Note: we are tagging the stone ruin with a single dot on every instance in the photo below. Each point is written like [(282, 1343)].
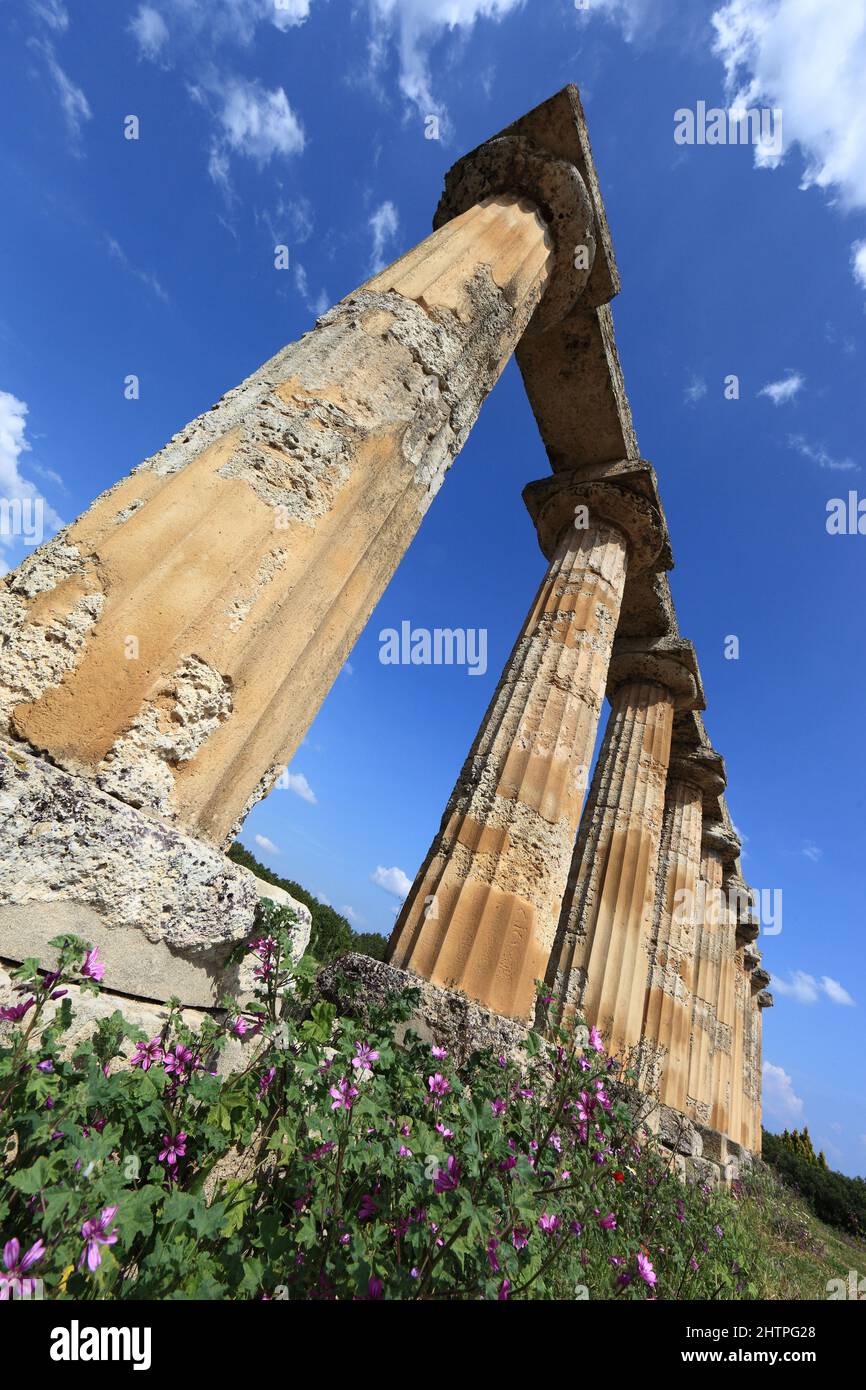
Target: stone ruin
[(163, 656)]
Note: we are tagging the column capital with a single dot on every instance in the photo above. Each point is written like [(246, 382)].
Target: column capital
[(702, 767), (624, 496), (665, 660), (517, 167)]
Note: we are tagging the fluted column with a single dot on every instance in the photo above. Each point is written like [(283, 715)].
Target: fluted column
[(694, 776), (601, 955), (719, 849), (483, 909)]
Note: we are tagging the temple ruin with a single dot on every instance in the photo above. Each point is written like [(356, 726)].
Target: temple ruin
[(163, 656)]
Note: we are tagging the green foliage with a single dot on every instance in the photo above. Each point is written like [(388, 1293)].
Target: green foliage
[(331, 1162), (833, 1197), (331, 934)]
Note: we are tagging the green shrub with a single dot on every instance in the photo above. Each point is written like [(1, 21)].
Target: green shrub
[(334, 1164)]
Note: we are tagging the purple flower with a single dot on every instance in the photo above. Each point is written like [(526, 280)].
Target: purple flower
[(448, 1178), (17, 1265), (93, 969), (366, 1057), (174, 1148), (14, 1012), (148, 1054), (96, 1233), (344, 1094)]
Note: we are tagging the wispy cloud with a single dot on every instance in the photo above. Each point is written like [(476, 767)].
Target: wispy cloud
[(72, 100), (299, 784), (822, 456), (780, 392), (805, 988), (384, 224), (392, 880), (146, 277), (695, 391), (779, 1097)]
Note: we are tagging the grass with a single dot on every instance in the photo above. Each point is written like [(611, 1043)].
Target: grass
[(794, 1254)]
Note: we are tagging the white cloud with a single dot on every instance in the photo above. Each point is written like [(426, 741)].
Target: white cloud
[(695, 391), (53, 13), (259, 124), (384, 225), (801, 987), (805, 988), (836, 991), (779, 1097), (784, 389), (145, 275), (14, 488), (72, 100), (806, 57), (414, 27), (392, 880), (299, 784), (150, 32), (824, 460)]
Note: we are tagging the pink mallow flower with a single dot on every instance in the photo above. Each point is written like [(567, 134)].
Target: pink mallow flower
[(448, 1178), (93, 969), (148, 1054), (174, 1148), (96, 1233), (17, 1265), (344, 1094)]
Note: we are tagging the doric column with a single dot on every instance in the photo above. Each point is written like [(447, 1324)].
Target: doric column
[(168, 651), (481, 913), (712, 931), (695, 776), (599, 961)]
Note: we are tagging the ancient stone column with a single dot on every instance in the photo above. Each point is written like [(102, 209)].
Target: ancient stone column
[(695, 776), (483, 909), (715, 943), (168, 651), (601, 957)]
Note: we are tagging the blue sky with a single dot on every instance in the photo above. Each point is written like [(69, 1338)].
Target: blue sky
[(305, 125)]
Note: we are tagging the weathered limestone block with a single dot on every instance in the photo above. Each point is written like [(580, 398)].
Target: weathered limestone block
[(694, 776), (174, 644), (483, 909), (164, 908), (601, 957)]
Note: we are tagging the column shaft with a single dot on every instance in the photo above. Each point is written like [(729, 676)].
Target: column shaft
[(174, 644), (480, 916), (599, 961)]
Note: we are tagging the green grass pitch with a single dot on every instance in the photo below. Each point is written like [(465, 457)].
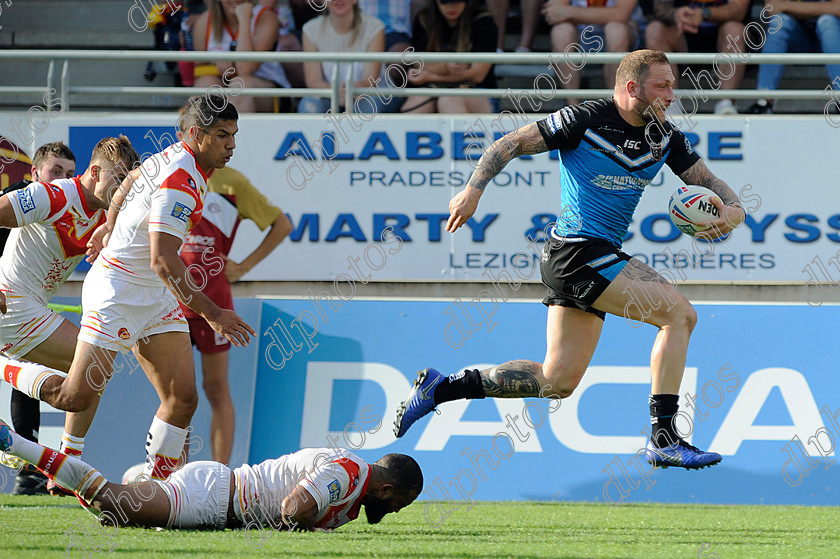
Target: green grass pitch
[(44, 526)]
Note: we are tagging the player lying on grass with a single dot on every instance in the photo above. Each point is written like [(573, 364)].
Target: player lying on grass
[(314, 488)]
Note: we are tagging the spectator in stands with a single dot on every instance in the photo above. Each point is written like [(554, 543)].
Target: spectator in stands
[(239, 26), (500, 10), (287, 39), (593, 25), (692, 26), (453, 26), (396, 15), (805, 27), (52, 161), (343, 27)]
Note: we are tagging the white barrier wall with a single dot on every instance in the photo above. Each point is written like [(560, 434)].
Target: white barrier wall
[(400, 172)]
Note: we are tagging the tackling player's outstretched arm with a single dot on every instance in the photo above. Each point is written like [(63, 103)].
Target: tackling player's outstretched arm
[(528, 140), (7, 213), (172, 270), (732, 214), (118, 197)]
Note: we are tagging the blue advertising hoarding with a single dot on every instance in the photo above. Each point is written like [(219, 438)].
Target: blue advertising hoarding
[(757, 376)]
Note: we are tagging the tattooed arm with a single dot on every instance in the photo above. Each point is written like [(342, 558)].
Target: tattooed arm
[(732, 214), (526, 141)]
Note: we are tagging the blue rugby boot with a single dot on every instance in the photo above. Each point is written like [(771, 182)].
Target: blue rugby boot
[(681, 455), (420, 401), (7, 459), (5, 437)]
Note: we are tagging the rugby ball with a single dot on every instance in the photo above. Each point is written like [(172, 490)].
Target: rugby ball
[(691, 205)]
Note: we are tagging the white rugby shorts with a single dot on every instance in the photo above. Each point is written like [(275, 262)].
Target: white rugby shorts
[(198, 496), (117, 314), (27, 323)]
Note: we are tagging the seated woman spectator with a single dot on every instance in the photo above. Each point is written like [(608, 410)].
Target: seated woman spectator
[(591, 26), (342, 28), (453, 26), (239, 26), (798, 27)]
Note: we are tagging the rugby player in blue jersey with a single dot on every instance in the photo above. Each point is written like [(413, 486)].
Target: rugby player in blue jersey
[(610, 149)]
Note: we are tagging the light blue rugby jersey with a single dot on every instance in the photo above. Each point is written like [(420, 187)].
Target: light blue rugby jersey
[(605, 165)]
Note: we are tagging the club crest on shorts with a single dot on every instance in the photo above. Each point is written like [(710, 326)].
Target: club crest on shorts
[(182, 212), (335, 490)]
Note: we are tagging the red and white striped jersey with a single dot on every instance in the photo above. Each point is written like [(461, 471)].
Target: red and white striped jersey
[(168, 197), (336, 478), (55, 224)]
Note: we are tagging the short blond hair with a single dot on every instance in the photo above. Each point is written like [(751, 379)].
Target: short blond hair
[(636, 66), (113, 152)]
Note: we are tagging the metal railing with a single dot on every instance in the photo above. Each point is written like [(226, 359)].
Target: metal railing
[(63, 89)]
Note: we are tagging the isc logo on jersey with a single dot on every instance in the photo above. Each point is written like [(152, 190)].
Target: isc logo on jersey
[(182, 212), (335, 490), (25, 200)]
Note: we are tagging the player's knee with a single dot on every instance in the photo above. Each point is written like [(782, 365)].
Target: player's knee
[(684, 315), (561, 382), (76, 401), (217, 393), (184, 404)]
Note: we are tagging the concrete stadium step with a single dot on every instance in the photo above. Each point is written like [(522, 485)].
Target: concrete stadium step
[(89, 73), (63, 24)]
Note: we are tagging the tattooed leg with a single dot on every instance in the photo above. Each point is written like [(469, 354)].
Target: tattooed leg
[(514, 379)]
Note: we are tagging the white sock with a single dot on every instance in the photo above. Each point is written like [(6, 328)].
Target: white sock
[(164, 445), (65, 470), (71, 445), (27, 377)]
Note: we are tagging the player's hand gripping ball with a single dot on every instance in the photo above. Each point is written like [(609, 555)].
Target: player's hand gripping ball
[(691, 208)]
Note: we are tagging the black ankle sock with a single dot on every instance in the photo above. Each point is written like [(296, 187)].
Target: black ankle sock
[(460, 386), (26, 415), (663, 408)]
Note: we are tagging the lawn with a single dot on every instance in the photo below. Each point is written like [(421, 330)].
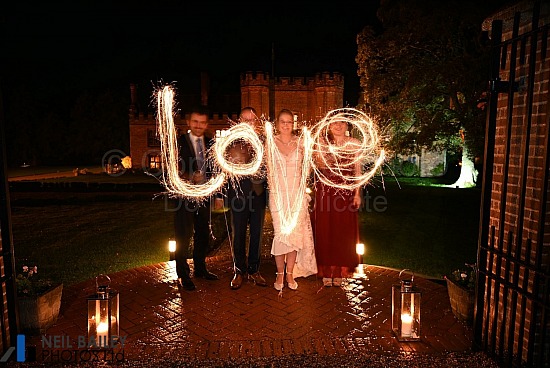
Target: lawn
[(430, 230), (74, 236)]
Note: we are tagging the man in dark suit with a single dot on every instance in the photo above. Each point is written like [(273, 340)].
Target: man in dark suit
[(191, 218), (248, 202)]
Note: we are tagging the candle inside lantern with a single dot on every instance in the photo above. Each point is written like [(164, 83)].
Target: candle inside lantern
[(406, 325), (171, 245), (102, 333)]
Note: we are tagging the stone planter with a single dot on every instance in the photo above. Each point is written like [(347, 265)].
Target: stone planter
[(462, 301), (36, 314)]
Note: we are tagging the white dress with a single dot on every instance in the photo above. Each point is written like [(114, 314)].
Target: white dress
[(288, 205)]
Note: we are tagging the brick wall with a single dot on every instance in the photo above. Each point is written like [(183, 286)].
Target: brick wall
[(309, 98), (519, 206)]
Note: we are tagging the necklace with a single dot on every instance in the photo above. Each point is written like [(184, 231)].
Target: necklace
[(285, 143)]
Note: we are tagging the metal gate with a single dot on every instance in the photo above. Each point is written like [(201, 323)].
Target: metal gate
[(8, 310), (512, 300)]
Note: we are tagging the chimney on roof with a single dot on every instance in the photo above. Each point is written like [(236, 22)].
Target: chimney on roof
[(205, 88)]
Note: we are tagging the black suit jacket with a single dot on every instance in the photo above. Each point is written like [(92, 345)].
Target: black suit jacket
[(188, 159)]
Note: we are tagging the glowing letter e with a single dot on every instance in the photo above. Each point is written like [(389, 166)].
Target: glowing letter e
[(169, 150)]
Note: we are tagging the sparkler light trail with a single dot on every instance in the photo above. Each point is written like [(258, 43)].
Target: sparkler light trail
[(343, 160), (169, 151), (234, 168), (318, 151), (288, 215)]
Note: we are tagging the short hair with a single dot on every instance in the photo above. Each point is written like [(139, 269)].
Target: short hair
[(248, 108), (285, 111), (199, 110)]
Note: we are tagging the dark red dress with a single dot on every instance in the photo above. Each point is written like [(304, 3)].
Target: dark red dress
[(335, 227)]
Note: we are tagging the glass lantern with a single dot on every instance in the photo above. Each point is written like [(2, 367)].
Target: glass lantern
[(406, 310), (172, 249), (103, 315)]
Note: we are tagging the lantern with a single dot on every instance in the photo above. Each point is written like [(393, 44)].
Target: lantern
[(172, 249), (360, 250), (103, 315), (406, 310)]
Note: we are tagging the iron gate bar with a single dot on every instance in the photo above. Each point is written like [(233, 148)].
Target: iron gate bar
[(530, 90), (504, 187), (487, 181), (525, 141), (524, 300), (527, 268), (500, 292)]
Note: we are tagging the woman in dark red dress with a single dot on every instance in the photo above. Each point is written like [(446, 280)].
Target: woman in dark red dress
[(335, 223)]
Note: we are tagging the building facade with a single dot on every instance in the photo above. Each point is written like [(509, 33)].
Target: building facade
[(309, 98)]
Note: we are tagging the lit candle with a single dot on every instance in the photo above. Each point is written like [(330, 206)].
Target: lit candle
[(171, 245), (406, 325), (102, 332)]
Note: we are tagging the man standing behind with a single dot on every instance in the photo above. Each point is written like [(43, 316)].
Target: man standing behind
[(192, 219), (247, 201)]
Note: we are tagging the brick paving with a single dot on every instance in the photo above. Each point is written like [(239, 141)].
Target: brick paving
[(215, 322)]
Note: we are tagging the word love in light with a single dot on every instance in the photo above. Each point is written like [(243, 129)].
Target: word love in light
[(353, 164)]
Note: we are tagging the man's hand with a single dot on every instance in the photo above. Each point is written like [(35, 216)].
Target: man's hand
[(218, 204), (198, 177)]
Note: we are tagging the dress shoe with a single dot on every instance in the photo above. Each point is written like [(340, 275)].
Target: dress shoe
[(186, 283), (291, 285), (276, 285), (257, 278), (205, 274), (237, 281)]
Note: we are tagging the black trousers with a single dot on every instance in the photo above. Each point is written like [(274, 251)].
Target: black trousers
[(191, 220), (247, 209)]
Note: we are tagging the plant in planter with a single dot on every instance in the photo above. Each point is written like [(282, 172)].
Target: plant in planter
[(461, 288), (39, 300)]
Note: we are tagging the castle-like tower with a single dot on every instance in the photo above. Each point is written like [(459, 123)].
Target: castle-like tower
[(309, 98)]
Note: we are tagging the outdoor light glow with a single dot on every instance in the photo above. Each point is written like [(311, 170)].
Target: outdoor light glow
[(241, 131), (406, 325), (169, 152), (354, 162), (344, 160), (171, 246), (360, 248), (277, 178)]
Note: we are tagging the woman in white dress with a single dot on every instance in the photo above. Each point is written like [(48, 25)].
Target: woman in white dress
[(288, 204)]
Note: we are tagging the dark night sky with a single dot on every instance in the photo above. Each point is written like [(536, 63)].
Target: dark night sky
[(68, 46)]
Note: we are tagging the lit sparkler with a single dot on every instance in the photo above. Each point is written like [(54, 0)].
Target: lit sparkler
[(347, 162), (169, 150), (279, 182)]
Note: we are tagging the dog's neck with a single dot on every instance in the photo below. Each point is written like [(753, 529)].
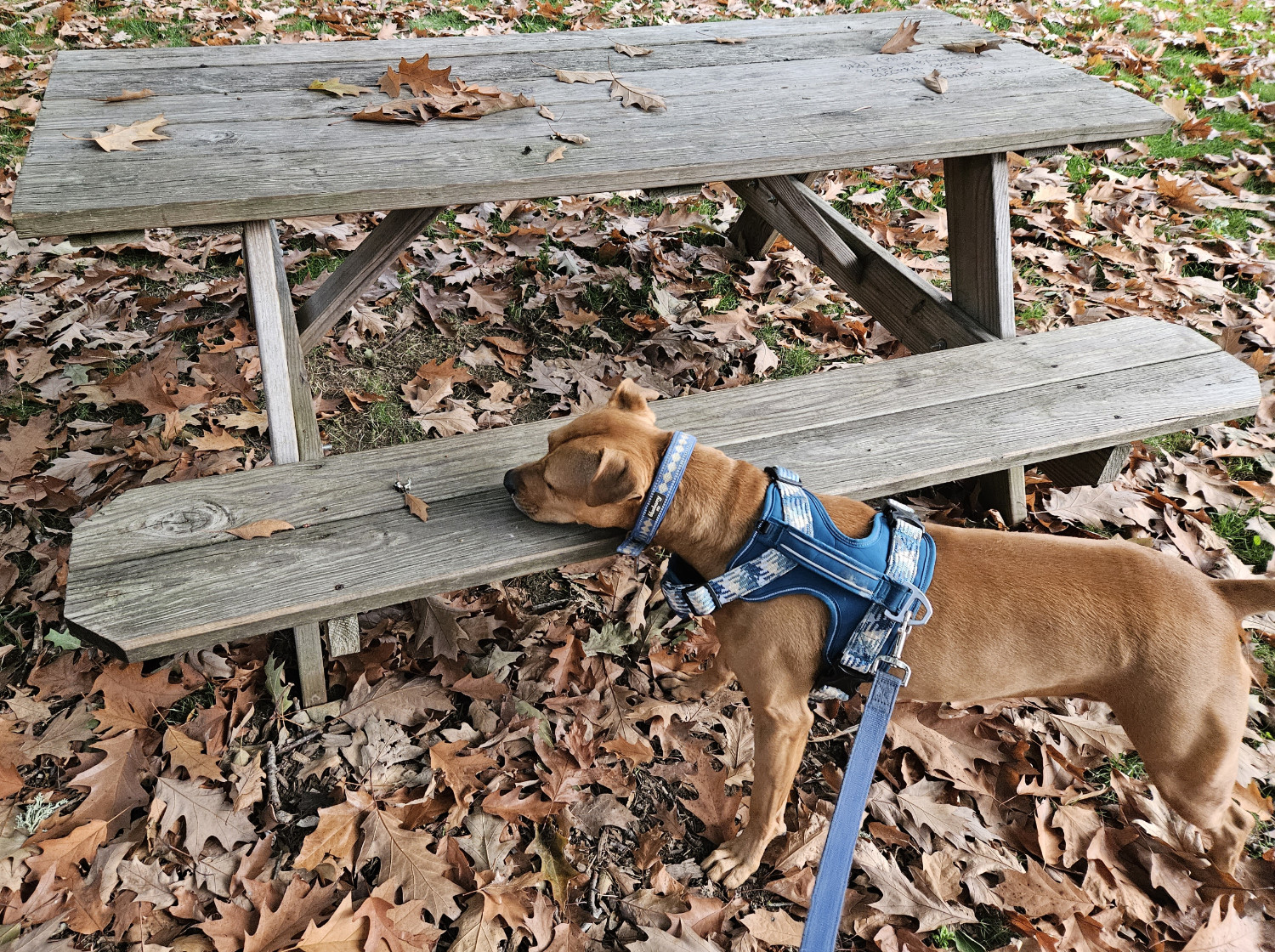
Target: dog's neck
[(713, 511)]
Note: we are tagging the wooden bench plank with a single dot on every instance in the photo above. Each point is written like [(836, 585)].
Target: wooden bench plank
[(377, 553), (247, 139), (156, 520)]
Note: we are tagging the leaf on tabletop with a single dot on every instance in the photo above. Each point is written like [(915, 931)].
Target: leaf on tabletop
[(260, 529), (637, 96), (974, 46), (127, 96), (581, 76), (417, 506), (337, 88), (904, 37), (125, 138)]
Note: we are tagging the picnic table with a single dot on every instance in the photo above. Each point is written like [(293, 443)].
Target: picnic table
[(754, 104)]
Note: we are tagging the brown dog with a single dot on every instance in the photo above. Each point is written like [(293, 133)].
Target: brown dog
[(1017, 615)]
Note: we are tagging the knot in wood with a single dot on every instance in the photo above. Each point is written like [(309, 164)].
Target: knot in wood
[(185, 520)]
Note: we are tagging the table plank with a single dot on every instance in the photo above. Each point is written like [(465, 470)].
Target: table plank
[(249, 140)]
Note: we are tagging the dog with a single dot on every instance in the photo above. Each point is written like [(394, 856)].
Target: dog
[(1017, 615)]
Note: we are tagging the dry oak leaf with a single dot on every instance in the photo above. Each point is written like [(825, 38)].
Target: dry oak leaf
[(133, 700), (407, 859), (127, 96), (341, 933), (418, 76), (974, 46), (66, 853), (645, 99), (115, 784), (774, 926), (461, 774), (260, 529), (185, 751), (337, 88), (125, 138), (899, 896), (207, 814), (397, 928), (416, 506), (298, 909), (581, 76), (904, 37), (333, 839)]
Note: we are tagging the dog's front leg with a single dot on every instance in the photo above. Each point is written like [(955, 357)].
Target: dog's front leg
[(777, 686)]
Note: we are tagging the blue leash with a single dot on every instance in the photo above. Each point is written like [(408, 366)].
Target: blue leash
[(834, 868)]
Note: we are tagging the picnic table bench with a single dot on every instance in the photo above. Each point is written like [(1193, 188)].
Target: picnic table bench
[(156, 572)]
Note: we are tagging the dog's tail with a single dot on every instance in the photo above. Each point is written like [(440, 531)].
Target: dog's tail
[(1247, 597)]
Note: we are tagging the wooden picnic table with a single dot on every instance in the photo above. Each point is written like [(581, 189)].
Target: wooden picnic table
[(250, 143)]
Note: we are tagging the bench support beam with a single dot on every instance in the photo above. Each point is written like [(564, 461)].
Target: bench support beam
[(982, 280), (288, 405), (366, 263)]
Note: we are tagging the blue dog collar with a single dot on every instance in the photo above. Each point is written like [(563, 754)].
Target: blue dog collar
[(660, 497)]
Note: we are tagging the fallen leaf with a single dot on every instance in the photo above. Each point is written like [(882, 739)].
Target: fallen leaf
[(904, 37), (974, 46), (260, 529), (637, 96), (125, 138), (935, 82), (417, 506), (337, 88), (128, 96)]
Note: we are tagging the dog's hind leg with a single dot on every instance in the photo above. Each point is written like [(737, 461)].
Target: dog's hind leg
[(1190, 742), (777, 687)]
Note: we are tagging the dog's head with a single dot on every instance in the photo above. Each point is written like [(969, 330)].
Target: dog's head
[(598, 466)]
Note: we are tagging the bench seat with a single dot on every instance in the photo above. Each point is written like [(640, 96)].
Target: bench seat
[(155, 572)]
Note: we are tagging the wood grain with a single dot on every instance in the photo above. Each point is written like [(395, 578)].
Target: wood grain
[(874, 444), (250, 142)]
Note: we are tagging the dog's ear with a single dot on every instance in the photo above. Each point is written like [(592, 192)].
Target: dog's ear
[(627, 397), (614, 479)]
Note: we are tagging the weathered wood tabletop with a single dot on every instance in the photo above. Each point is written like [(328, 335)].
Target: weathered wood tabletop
[(250, 142)]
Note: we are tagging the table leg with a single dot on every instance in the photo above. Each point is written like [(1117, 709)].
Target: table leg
[(366, 263), (982, 278), (288, 405)]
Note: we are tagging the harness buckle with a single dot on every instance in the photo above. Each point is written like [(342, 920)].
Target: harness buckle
[(907, 615)]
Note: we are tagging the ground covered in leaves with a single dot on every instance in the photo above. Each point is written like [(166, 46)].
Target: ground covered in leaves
+--
*Task statement*:
Recast the part of the entries that opens with the line containing "Note: we are tagging the player's knee" and closes with the line containing "[(684, 315), (561, 382), (76, 401), (217, 393), (184, 404)]" as a Markdown table with the columns Row and Line, numbering each line and leaving out any blank lines.

*Problem solution*:
| Row | Line |
|---|---|
| 1 | Note: we are tagging the player's knee with a single dot on every instance in the photo above. Each point is written like [(782, 365)]. |
| 2 | Target: player's knee |
| 3 | [(684, 315), (561, 382), (76, 401), (217, 393), (184, 404)] |